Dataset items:

◇ ◇ ◇ ◇

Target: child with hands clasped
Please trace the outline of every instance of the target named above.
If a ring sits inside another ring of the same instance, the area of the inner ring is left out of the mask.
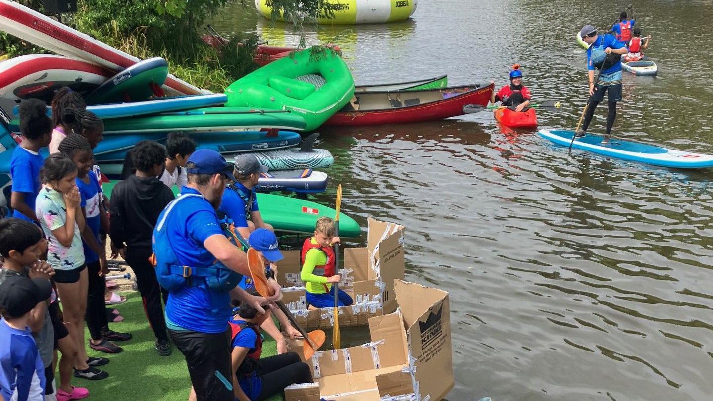
[[[322,217],[317,220],[314,236],[304,240],[302,244],[302,268],[300,278],[307,283],[307,301],[314,308],[331,308],[334,305],[334,288],[342,277],[337,274],[334,250],[332,246],[340,242],[334,236],[334,220]],[[341,289],[337,295],[337,306],[349,306],[352,297]]]

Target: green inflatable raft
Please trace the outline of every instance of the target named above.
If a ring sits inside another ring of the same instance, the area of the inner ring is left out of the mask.
[[[310,49],[283,57],[233,82],[225,88],[226,106],[291,110],[316,129],[354,96],[352,73],[327,49],[310,60]]]
[[[117,182],[104,183],[102,186],[104,193],[111,197],[111,190]],[[173,192],[178,192],[175,186]],[[272,224],[276,231],[282,233],[312,235],[318,218],[325,216],[334,218],[337,213],[334,209],[317,202],[272,193],[258,193],[257,202],[262,218]],[[340,237],[352,238],[359,237],[361,233],[361,228],[354,219],[339,213]]]

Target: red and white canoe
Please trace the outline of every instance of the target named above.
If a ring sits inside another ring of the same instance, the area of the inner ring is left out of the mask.
[[[37,98],[48,103],[62,86],[84,96],[113,74],[96,64],[62,56],[21,56],[0,62],[0,97]]]
[[[463,106],[488,105],[493,83],[424,90],[355,93],[344,108],[327,121],[333,126],[419,123],[466,114]]]
[[[140,60],[21,4],[0,0],[0,30],[58,54],[118,72]],[[169,75],[164,90],[172,94],[206,93]]]

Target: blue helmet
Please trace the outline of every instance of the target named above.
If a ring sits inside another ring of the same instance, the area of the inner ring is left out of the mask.
[[[510,71],[510,78],[522,78],[523,71],[520,71],[520,64],[513,66],[513,71]]]

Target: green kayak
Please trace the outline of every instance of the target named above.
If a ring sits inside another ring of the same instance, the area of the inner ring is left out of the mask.
[[[111,197],[111,190],[117,182],[104,183],[102,186],[104,193]],[[174,186],[173,192],[177,191]],[[271,193],[258,193],[257,202],[265,222],[272,224],[276,231],[282,233],[311,235],[314,233],[318,218],[324,216],[334,218],[337,213],[334,209],[317,202]],[[339,213],[340,237],[352,238],[361,233],[361,228],[354,219]]]
[[[310,60],[310,49],[283,57],[225,88],[226,106],[291,110],[316,129],[354,96],[352,73],[331,49]]]

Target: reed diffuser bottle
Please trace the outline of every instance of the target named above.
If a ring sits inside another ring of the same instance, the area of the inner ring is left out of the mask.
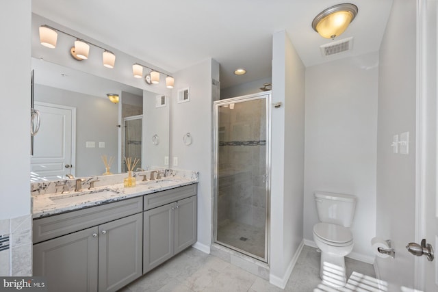
[[[128,176],[125,177],[123,180],[123,186],[125,187],[130,187],[136,186],[136,178],[132,176],[132,170],[134,169],[137,163],[138,163],[140,159],[134,158],[134,161],[132,161],[132,157],[125,157],[125,163],[126,167],[128,169]]]

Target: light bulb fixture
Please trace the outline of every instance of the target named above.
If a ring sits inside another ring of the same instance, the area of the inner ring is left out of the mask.
[[[159,83],[159,73],[157,71],[151,71],[151,82],[153,84],[158,84]]]
[[[116,62],[116,55],[110,51],[105,50],[102,53],[102,60],[103,66],[112,69],[114,68],[114,63]]]
[[[55,49],[57,40],[57,33],[55,30],[46,25],[40,27],[40,42],[41,44],[50,49]]]
[[[167,77],[166,77],[166,87],[168,88],[173,88],[173,84],[174,84],[175,80],[173,79],[173,77],[171,77],[170,76],[168,76]]]
[[[40,42],[44,47],[55,48],[56,47],[56,41],[57,40],[57,33],[62,32],[62,34],[66,34],[76,40],[75,41],[75,46],[70,50],[70,53],[75,59],[77,61],[87,59],[88,58],[88,53],[90,53],[90,45],[92,45],[103,50],[103,62],[104,66],[110,68],[114,67],[116,55],[114,53],[101,47],[101,46],[98,46],[97,44],[88,41],[81,40],[79,38],[77,38],[73,34],[55,29],[55,27],[52,27],[47,25],[40,26],[39,31]]]
[[[172,76],[139,63],[134,63],[132,65],[132,73],[134,77],[142,78],[143,77],[143,68],[151,70],[151,72],[144,77],[144,81],[147,84],[158,84],[159,83],[159,75],[162,74],[166,76],[166,87],[168,88],[173,88],[175,80]]]
[[[142,78],[143,77],[143,67],[139,64],[132,65],[132,74],[136,78]]]
[[[244,74],[246,74],[246,70],[242,68],[236,69],[235,71],[234,71],[234,74],[235,74],[236,75],[243,75]]]
[[[115,93],[107,93],[107,96],[108,96],[108,98],[110,98],[110,101],[111,101],[112,103],[118,103],[118,94]]]
[[[87,59],[90,52],[90,45],[83,40],[77,39],[75,41],[75,52],[77,57]]]
[[[357,15],[357,6],[351,3],[330,7],[315,17],[312,28],[325,38],[334,40],[348,27]]]

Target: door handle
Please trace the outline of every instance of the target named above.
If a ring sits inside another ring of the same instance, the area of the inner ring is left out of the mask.
[[[408,252],[411,252],[414,256],[421,256],[425,255],[427,256],[427,260],[428,261],[433,261],[433,248],[432,248],[432,245],[430,244],[426,243],[425,239],[422,240],[421,245],[415,242],[411,242],[406,245],[406,248],[408,250]]]

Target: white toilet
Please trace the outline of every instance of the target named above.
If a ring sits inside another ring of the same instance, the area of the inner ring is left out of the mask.
[[[351,226],[357,198],[352,195],[315,191],[320,223],[313,226],[313,241],[321,250],[320,276],[329,286],[346,283],[344,256],[353,250]]]

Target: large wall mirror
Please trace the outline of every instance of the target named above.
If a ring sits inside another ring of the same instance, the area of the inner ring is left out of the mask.
[[[33,139],[31,181],[168,167],[168,96],[32,58],[34,107],[41,115]],[[113,103],[107,94],[119,96]]]

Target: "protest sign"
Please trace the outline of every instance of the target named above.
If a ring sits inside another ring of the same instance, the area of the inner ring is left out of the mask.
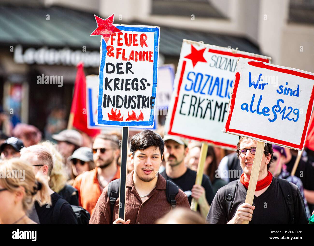
[[[157,85],[157,109],[167,108],[173,91],[175,69],[173,64],[166,64],[158,68]]]
[[[97,106],[98,104],[98,86],[99,79],[98,75],[88,75],[86,76],[86,109],[87,116],[87,128],[89,129],[98,129],[102,130],[113,130],[118,127],[107,126],[97,125],[96,120],[97,118]],[[150,129],[156,130],[158,122],[157,114],[155,116],[155,121],[152,128]],[[121,127],[120,129],[121,129]],[[141,128],[135,128],[139,130]]]
[[[238,138],[223,132],[239,57],[269,57],[184,40],[165,133],[236,148]]]
[[[239,58],[236,72],[224,131],[259,140],[245,200],[252,205],[265,142],[303,149],[314,74],[243,58]]]
[[[111,29],[111,35],[102,34],[101,41],[96,124],[151,128],[155,115],[159,28],[113,25],[113,16],[106,20],[95,16],[99,27],[94,35],[100,35],[100,24]]]
[[[119,217],[124,219],[128,127],[154,125],[160,28],[114,25],[114,14],[95,16],[90,35],[102,36],[95,124],[123,127]]]
[[[302,150],[314,74],[239,58],[226,132]]]

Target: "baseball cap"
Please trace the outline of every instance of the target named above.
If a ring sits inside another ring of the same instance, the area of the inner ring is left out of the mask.
[[[187,145],[188,144],[187,141],[185,139],[181,139],[181,138],[179,138],[176,136],[165,135],[164,136],[164,141],[165,142],[167,140],[173,140],[179,144],[184,145],[186,146],[187,146]]]
[[[22,148],[24,147],[24,144],[19,139],[12,137],[9,138],[8,139],[4,140],[3,143],[0,146],[0,150],[2,152],[4,149],[4,147],[6,145],[10,145],[15,150],[19,152]]]
[[[94,161],[92,149],[88,147],[81,147],[73,152],[73,154],[68,158],[68,160],[72,159],[78,159],[84,161]]]
[[[83,145],[83,137],[75,130],[64,130],[57,134],[54,134],[52,137],[57,141],[68,142],[77,146],[81,146]]]

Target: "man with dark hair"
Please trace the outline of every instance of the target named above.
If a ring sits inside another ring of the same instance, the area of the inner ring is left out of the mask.
[[[206,217],[209,205],[214,198],[214,192],[208,176],[203,174],[202,185],[196,185],[196,172],[188,168],[184,159],[189,151],[187,143],[174,136],[164,136],[166,148],[165,160],[166,169],[160,174],[166,180],[174,183],[187,196],[189,203],[194,198],[198,202],[198,209]]]
[[[172,207],[189,208],[187,198],[183,192],[158,175],[164,148],[162,139],[151,131],[143,131],[133,137],[130,145],[130,154],[134,170],[127,176],[126,221],[118,218],[118,196],[112,196],[113,193],[118,194],[118,190],[112,192],[115,183],[119,187],[117,180],[110,183],[104,189],[89,224],[154,224]],[[172,192],[174,187],[176,194]],[[171,201],[168,200],[169,194],[172,197]],[[113,199],[115,202],[111,205]]]
[[[264,149],[253,206],[245,203],[257,141],[241,137],[237,153],[244,173],[218,190],[206,220],[210,224],[307,224],[304,203],[295,185],[273,176],[268,170],[272,162],[272,145]],[[253,213],[254,212],[254,213]]]
[[[120,155],[119,140],[115,135],[100,133],[93,144],[93,157],[96,167],[80,174],[73,187],[78,192],[80,206],[91,214],[104,188],[120,177],[117,161]]]

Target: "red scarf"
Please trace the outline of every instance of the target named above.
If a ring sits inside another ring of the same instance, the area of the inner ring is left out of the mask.
[[[256,185],[256,188],[255,191],[260,191],[264,188],[267,187],[270,184],[273,180],[273,175],[269,171],[268,171],[267,175],[264,179],[262,180],[257,181]],[[242,183],[244,187],[246,189],[249,187],[249,181],[244,178],[244,174],[242,173],[240,177],[240,181]]]

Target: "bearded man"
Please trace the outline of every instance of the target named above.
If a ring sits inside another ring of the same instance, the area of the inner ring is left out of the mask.
[[[120,177],[117,161],[120,155],[119,139],[114,134],[101,133],[93,145],[93,157],[96,167],[76,177],[73,187],[78,191],[80,206],[91,215],[104,188]]]

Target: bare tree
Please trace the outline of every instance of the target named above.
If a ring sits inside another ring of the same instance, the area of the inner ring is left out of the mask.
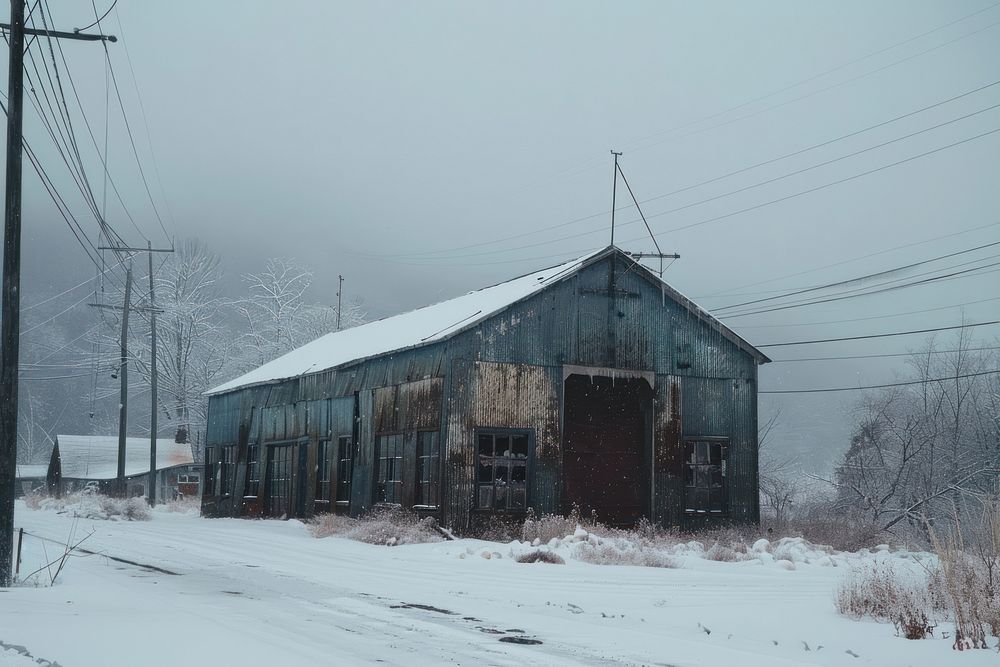
[[[235,302],[243,323],[241,370],[266,363],[289,350],[336,330],[335,306],[307,300],[312,271],[291,259],[271,259],[258,273],[243,276],[246,296]],[[341,312],[341,328],[365,319],[358,301]]]
[[[837,507],[878,531],[917,530],[974,493],[996,493],[1000,470],[996,370],[964,330],[954,349],[914,353],[916,383],[868,394],[832,479]],[[987,373],[987,374],[984,374]]]

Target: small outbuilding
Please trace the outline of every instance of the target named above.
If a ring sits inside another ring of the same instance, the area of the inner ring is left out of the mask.
[[[756,522],[769,359],[627,253],[323,336],[209,392],[207,516]]]
[[[14,470],[14,497],[44,490],[48,470],[44,463],[18,463]]]
[[[62,495],[87,486],[111,493],[117,476],[117,435],[56,436],[46,472],[50,493]],[[156,497],[197,496],[200,482],[201,465],[194,462],[191,445],[157,438]],[[126,495],[149,495],[149,438],[125,439],[125,483]]]

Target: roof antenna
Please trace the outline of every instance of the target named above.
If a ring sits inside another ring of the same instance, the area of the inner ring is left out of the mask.
[[[615,156],[615,168],[612,176],[614,177],[611,182],[611,245],[615,244],[615,195],[618,194],[618,156],[621,152],[616,153],[615,149],[611,149],[611,154]]]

◇ ◇ ◇ ◇

(Given task) Give only the number of lines in the data above that contain the word "with".

(In response) 2